YOUR INSTRUCTIONS:
Repeat every record below exactly as written.

TASK MATERIAL:
━━━━━━
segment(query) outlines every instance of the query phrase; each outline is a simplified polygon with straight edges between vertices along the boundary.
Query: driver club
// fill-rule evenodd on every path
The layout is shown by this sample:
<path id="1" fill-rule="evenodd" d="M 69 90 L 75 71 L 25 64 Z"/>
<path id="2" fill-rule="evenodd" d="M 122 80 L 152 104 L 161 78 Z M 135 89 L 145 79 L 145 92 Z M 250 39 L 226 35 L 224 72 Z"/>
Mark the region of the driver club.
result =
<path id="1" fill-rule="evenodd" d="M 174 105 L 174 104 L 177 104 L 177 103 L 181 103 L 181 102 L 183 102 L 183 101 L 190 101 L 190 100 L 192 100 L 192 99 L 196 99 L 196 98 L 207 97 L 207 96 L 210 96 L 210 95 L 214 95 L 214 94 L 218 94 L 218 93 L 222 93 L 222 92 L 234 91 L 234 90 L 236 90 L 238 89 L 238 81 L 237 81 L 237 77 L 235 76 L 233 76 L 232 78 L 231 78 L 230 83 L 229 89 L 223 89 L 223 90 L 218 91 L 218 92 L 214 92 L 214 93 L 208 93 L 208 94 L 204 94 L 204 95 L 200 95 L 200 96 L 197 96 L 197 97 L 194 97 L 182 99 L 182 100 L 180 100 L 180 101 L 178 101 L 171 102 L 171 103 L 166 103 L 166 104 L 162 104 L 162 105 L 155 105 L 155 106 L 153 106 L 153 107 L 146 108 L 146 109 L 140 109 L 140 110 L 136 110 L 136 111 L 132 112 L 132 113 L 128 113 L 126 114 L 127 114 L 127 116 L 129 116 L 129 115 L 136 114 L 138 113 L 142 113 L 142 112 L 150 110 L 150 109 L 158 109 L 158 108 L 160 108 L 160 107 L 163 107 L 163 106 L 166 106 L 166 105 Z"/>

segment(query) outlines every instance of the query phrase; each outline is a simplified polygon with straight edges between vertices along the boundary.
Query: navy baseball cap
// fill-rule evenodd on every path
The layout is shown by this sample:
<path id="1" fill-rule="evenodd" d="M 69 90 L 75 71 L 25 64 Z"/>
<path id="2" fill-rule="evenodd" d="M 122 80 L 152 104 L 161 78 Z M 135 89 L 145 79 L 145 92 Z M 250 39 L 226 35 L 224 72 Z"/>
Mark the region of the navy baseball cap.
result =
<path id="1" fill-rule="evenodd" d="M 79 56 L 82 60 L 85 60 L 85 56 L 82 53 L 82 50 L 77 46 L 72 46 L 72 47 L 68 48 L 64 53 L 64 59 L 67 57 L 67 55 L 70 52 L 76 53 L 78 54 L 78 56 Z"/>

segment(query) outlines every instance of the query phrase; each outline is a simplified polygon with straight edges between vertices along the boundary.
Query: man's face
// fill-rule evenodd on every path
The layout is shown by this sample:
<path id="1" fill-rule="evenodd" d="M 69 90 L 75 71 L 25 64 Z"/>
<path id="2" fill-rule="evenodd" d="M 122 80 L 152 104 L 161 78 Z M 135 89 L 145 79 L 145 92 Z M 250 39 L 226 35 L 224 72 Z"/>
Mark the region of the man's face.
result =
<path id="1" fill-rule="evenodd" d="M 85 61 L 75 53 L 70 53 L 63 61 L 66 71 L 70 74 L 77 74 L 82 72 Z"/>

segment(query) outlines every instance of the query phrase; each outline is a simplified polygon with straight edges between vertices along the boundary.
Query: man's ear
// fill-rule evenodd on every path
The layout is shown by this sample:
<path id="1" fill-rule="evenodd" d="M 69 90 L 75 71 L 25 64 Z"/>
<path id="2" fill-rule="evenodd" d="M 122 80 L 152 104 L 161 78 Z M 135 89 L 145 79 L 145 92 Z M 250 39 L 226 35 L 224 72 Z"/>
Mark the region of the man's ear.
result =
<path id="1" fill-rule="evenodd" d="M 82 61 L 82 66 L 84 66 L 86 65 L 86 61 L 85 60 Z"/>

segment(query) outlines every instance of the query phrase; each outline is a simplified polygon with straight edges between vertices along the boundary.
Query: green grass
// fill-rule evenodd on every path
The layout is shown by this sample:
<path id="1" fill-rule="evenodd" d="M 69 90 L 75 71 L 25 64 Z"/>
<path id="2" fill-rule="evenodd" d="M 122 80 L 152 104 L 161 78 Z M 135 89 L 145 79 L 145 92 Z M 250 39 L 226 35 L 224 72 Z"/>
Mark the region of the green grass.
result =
━━━━━━
RESULT OF THE TASK:
segment(query) outlines every instance of the query phrase; each outline is a simplified polygon with straight edges between vertices along the boundary.
Query: driver club
// fill-rule evenodd on every path
The layout is shown by this sample:
<path id="1" fill-rule="evenodd" d="M 69 90 L 75 71 L 25 64 Z"/>
<path id="2" fill-rule="evenodd" d="M 122 80 L 152 104 L 161 78 Z M 135 89 L 145 79 L 145 92 Z M 250 39 L 226 35 L 224 72 Z"/>
Mark the region of the driver club.
result =
<path id="1" fill-rule="evenodd" d="M 174 105 L 174 104 L 177 104 L 177 103 L 181 103 L 181 102 L 183 102 L 183 101 L 190 101 L 190 100 L 192 100 L 192 99 L 196 99 L 196 98 L 207 97 L 207 96 L 210 96 L 210 95 L 214 95 L 214 94 L 218 94 L 218 93 L 222 93 L 222 92 L 234 91 L 234 90 L 236 90 L 238 89 L 238 81 L 237 81 L 237 77 L 235 76 L 233 76 L 232 78 L 231 78 L 230 83 L 229 89 L 223 89 L 223 90 L 218 91 L 218 92 L 214 92 L 214 93 L 208 93 L 208 94 L 204 94 L 204 95 L 200 95 L 200 96 L 197 96 L 197 97 L 194 97 L 182 99 L 182 100 L 180 100 L 180 101 L 178 101 L 171 102 L 171 103 L 166 103 L 166 104 L 162 104 L 162 105 L 155 105 L 155 106 L 153 106 L 153 107 L 146 108 L 146 109 L 140 109 L 140 110 L 136 110 L 136 111 L 132 112 L 132 113 L 128 113 L 126 114 L 127 114 L 127 116 L 129 116 L 129 115 L 136 114 L 138 113 L 142 113 L 142 112 L 150 110 L 150 109 L 158 109 L 158 108 L 160 108 L 160 107 L 163 107 L 163 106 L 166 106 L 166 105 Z"/>

segment(query) outlines every instance of the query phrase; each outline is a simplified polygon with straight edges between vertices along the boundary.
Query: navy baseball cap
// fill-rule evenodd on every path
The layout is shown by this sample:
<path id="1" fill-rule="evenodd" d="M 69 90 L 75 71 L 25 64 Z"/>
<path id="2" fill-rule="evenodd" d="M 122 80 L 152 104 L 161 78 Z M 135 89 L 145 79 L 145 92 Z M 250 39 L 226 35 L 224 72 Z"/>
Mark the region of the navy baseball cap.
result =
<path id="1" fill-rule="evenodd" d="M 79 56 L 82 60 L 85 60 L 85 56 L 82 53 L 82 50 L 77 46 L 72 46 L 72 47 L 68 48 L 64 53 L 64 59 L 67 57 L 67 55 L 70 52 L 76 53 L 78 54 L 78 56 Z"/>

segment(query) outlines every instance of the query phrase; each outline is a simplified polygon with straight edges between vertices along the boundary.
Query: man's face
// fill-rule evenodd on every path
The layout is shown by this sample:
<path id="1" fill-rule="evenodd" d="M 69 90 L 75 71 L 25 64 Z"/>
<path id="2" fill-rule="evenodd" d="M 122 80 L 152 104 L 161 78 Z M 135 89 L 145 79 L 145 92 Z M 250 39 L 226 35 L 224 72 Z"/>
Mark the region of the man's face.
result =
<path id="1" fill-rule="evenodd" d="M 85 61 L 75 53 L 70 53 L 63 61 L 66 71 L 70 74 L 77 74 L 82 72 Z"/>

segment(query) outlines every instance of the query phrase; each outline is a simplified polygon with straight edges between vertices along the boundary.
Query: man's ear
// fill-rule evenodd on every path
The layout is shown by this sample:
<path id="1" fill-rule="evenodd" d="M 69 90 L 75 71 L 25 64 Z"/>
<path id="2" fill-rule="evenodd" d="M 122 80 L 152 104 L 161 78 Z M 135 89 L 145 79 L 145 92 Z M 250 39 L 226 35 L 224 72 Z"/>
Mark the region of the man's ear.
result =
<path id="1" fill-rule="evenodd" d="M 82 61 L 82 66 L 84 66 L 86 65 L 86 61 L 85 60 Z"/>

segment(query) outlines every instance of the query phrase; each outline is a simplified polygon with straight edges between vertices along the boundary.
Query: green grass
// fill-rule evenodd on every path
The layout is shown by this sample:
<path id="1" fill-rule="evenodd" d="M 69 90 L 75 71 L 25 64 Z"/>
<path id="2" fill-rule="evenodd" d="M 122 80 L 152 104 L 161 78 Z M 135 89 L 145 79 L 145 92 Z M 250 39 L 226 35 L 224 72 Z"/>
Mark the region of the green grass.
result =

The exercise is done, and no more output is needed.